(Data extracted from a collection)
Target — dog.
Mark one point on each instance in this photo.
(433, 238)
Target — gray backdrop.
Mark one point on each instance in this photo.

Problem description: Return each line above precisely as written.

Task solution:
Target — dog.
Mark one point on each instance in this photo.
(433, 238)
Target — gray backdrop.
Mark one point on each instance in this photo.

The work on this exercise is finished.